-- START OF Input records --
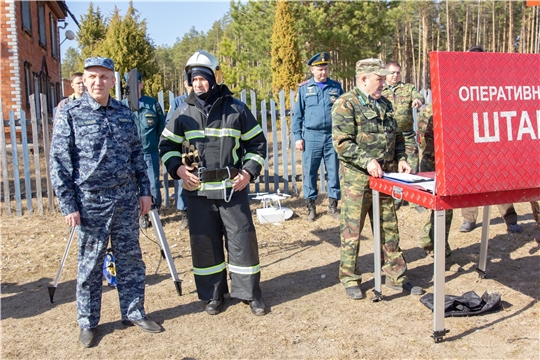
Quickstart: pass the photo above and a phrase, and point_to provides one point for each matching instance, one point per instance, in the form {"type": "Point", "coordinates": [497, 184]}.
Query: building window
{"type": "Point", "coordinates": [54, 36]}
{"type": "Point", "coordinates": [27, 83]}
{"type": "Point", "coordinates": [58, 93]}
{"type": "Point", "coordinates": [41, 22]}
{"type": "Point", "coordinates": [26, 18]}
{"type": "Point", "coordinates": [52, 97]}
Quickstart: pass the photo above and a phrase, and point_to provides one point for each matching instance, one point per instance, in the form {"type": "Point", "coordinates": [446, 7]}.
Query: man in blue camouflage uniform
{"type": "Point", "coordinates": [312, 129]}
{"type": "Point", "coordinates": [404, 97]}
{"type": "Point", "coordinates": [368, 143]}
{"type": "Point", "coordinates": [150, 123]}
{"type": "Point", "coordinates": [231, 148]}
{"type": "Point", "coordinates": [99, 176]}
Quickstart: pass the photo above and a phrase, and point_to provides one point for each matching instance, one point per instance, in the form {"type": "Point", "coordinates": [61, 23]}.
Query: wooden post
{"type": "Point", "coordinates": [284, 142]}
{"type": "Point", "coordinates": [15, 161]}
{"type": "Point", "coordinates": [35, 141]}
{"type": "Point", "coordinates": [253, 98]}
{"type": "Point", "coordinates": [264, 124]}
{"type": "Point", "coordinates": [7, 195]}
{"type": "Point", "coordinates": [27, 184]}
{"type": "Point", "coordinates": [293, 146]}
{"type": "Point", "coordinates": [47, 149]}
{"type": "Point", "coordinates": [274, 144]}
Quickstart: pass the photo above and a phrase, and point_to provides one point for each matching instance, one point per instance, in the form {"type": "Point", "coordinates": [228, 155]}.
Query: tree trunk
{"type": "Point", "coordinates": [447, 28]}
{"type": "Point", "coordinates": [465, 32]}
{"type": "Point", "coordinates": [510, 28]}
{"type": "Point", "coordinates": [493, 44]}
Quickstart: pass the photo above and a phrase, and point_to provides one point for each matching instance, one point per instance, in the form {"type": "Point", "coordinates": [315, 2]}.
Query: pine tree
{"type": "Point", "coordinates": [91, 33]}
{"type": "Point", "coordinates": [286, 63]}
{"type": "Point", "coordinates": [71, 63]}
{"type": "Point", "coordinates": [128, 44]}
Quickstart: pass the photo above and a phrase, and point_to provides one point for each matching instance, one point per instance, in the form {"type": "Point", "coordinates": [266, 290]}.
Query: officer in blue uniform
{"type": "Point", "coordinates": [150, 124]}
{"type": "Point", "coordinates": [312, 129]}
{"type": "Point", "coordinates": [99, 176]}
-- END OF Input records --
Take the data above and repeat it exactly, leaving each picture out.

# [Answer in full]
Quickstart: pass the photo above and a phrase, and point_to provides one point for each matching instance, one point per instance, in the form {"type": "Point", "coordinates": [497, 184]}.
Query: building window
{"type": "Point", "coordinates": [54, 36]}
{"type": "Point", "coordinates": [27, 83]}
{"type": "Point", "coordinates": [58, 93]}
{"type": "Point", "coordinates": [41, 22]}
{"type": "Point", "coordinates": [26, 18]}
{"type": "Point", "coordinates": [52, 97]}
Quickstart: pass the photo above and a phrase, and point_to provides one point for each matching instance, one point per instance, in the form {"type": "Point", "coordinates": [446, 7]}.
Query: man in blue camouflage uniform
{"type": "Point", "coordinates": [312, 129]}
{"type": "Point", "coordinates": [404, 97]}
{"type": "Point", "coordinates": [368, 143]}
{"type": "Point", "coordinates": [150, 123]}
{"type": "Point", "coordinates": [231, 148]}
{"type": "Point", "coordinates": [99, 176]}
Quickstart: pass the photo above and a phrase, and point_to provides one point for each matching instance, one point per instance, in the form {"type": "Point", "coordinates": [61, 23]}.
Query: wooden post
{"type": "Point", "coordinates": [284, 142]}
{"type": "Point", "coordinates": [15, 161]}
{"type": "Point", "coordinates": [35, 141]}
{"type": "Point", "coordinates": [253, 98]}
{"type": "Point", "coordinates": [264, 124]}
{"type": "Point", "coordinates": [7, 195]}
{"type": "Point", "coordinates": [27, 184]}
{"type": "Point", "coordinates": [293, 146]}
{"type": "Point", "coordinates": [47, 149]}
{"type": "Point", "coordinates": [274, 144]}
Quickstart: pass the photo above and a phrase, and point_to provides one point for each matching instance, one point per instance, in the form {"type": "Point", "coordinates": [228, 155]}.
Query: tree trunk
{"type": "Point", "coordinates": [447, 28]}
{"type": "Point", "coordinates": [465, 32]}
{"type": "Point", "coordinates": [510, 28]}
{"type": "Point", "coordinates": [493, 44]}
Quickstart: pass the photo above and a phrase, and point_to provides one point for each matching instance, one point per instance, in the form {"type": "Point", "coordinates": [315, 2]}.
Query: pine tree
{"type": "Point", "coordinates": [91, 33]}
{"type": "Point", "coordinates": [286, 63]}
{"type": "Point", "coordinates": [71, 63]}
{"type": "Point", "coordinates": [128, 44]}
Quickstart: pass the photo above and a phrase, and point_to provides one point for each matching instance, one point per instance, in the form {"type": "Point", "coordinates": [266, 290]}.
Query: officer in blue uniform
{"type": "Point", "coordinates": [150, 124]}
{"type": "Point", "coordinates": [312, 129]}
{"type": "Point", "coordinates": [99, 176]}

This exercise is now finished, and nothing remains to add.